Mooncake mountain going to wasteLocal | Sophie Hui 22 Sep 2017
More than 1.5 million mooncakes ended up in trash cans last year, as did 40 million light sticks, a green group said.
Green Power said it interviewed 662 people outside MTR stations in Central, Tsim Sha Tsui and Tsuen Wan three months after last year's Mid-Autumn Festival and again this month on their purchases of mooncakes, lanterns and light sticks.
It found each family ate an average of 7.21 mooncakes last year and threw away 0.64. The group estimated that around 1.6 million mooncakes, enough to fill 18 basketball courts, were thrown away. About 41 percent said they dumped the mooncakes after their use-by date and about one-third said they threw some away as they received too many.
The group found that 32 percent of the respondents expect to receive more mooncakes than they can eat this year.
The survey also found mooncakes are not a popular gift with 57 percent saying they would prefer not to receive them as presents, while about 10 percent said they did not like such gifts.
Despite this, the survey found that on average each respondent will purchase 2.67 boxes of mooncakes this year, mostly for gifts.
The group's senior conservation manager Henry Lui Tak-hang suggested people buy meals for friends and relatives or give fruits instead of mooncakes to reduce waste.
The group also said that while the public is concerned about taste, brand, price and packaging, just 1 percent of respondents said they would look at the packaging when buying mooncakes.
It found that only half the mooncake producers (four out of eight) offered individually packed mooncakes.
It said 35 percent of families played with light sticks last year, with each family dumping 45.1 sticks - or about 40 million being wasted last year.
About one-fourth of respondents said they will buy light sticks this year which means a lot of waste yet again, the group said.
Lui urged the public to stop playing with light sticks as they cannot be recycled and may pollute both the land and water as they contain toxic chemicals such as ethidium bromide and rhodamine B.

Provided information =

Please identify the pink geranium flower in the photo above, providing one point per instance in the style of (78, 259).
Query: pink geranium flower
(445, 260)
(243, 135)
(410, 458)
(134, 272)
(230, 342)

Your tasks =
**A.** According to the mooncake waste article, what concerns does the public have about mooncakes?
**B.** Reproduce the stretch of the mooncake waste article from "The group's senior" through "the group said.".
The rows after the mooncake waste article are separate material and have no connection to it.

Per-task answers =
**A.** Taste, brand, price and packaging.

**B.**
The group's senior conservation manager Henry Lui Tak-hang suggested people buy meals for friends and relatives or give fruits instead of mooncakes to reduce waste.
The group also said that while the public is concerned about taste, brand, price and packaging, just 1 percent of respondents said they would look at the packaging when buying mooncakes.
It found that only half the mooncake producers (four out of eight) offered individually packed mooncakes.
It said 35 percent of families played with light sticks last year, with each family dumping 45.1 sticks - or about 40 million being wasted last year.
About one-fourth of respondents said they will buy light sticks this year which means a lot of waste yet again, the group said.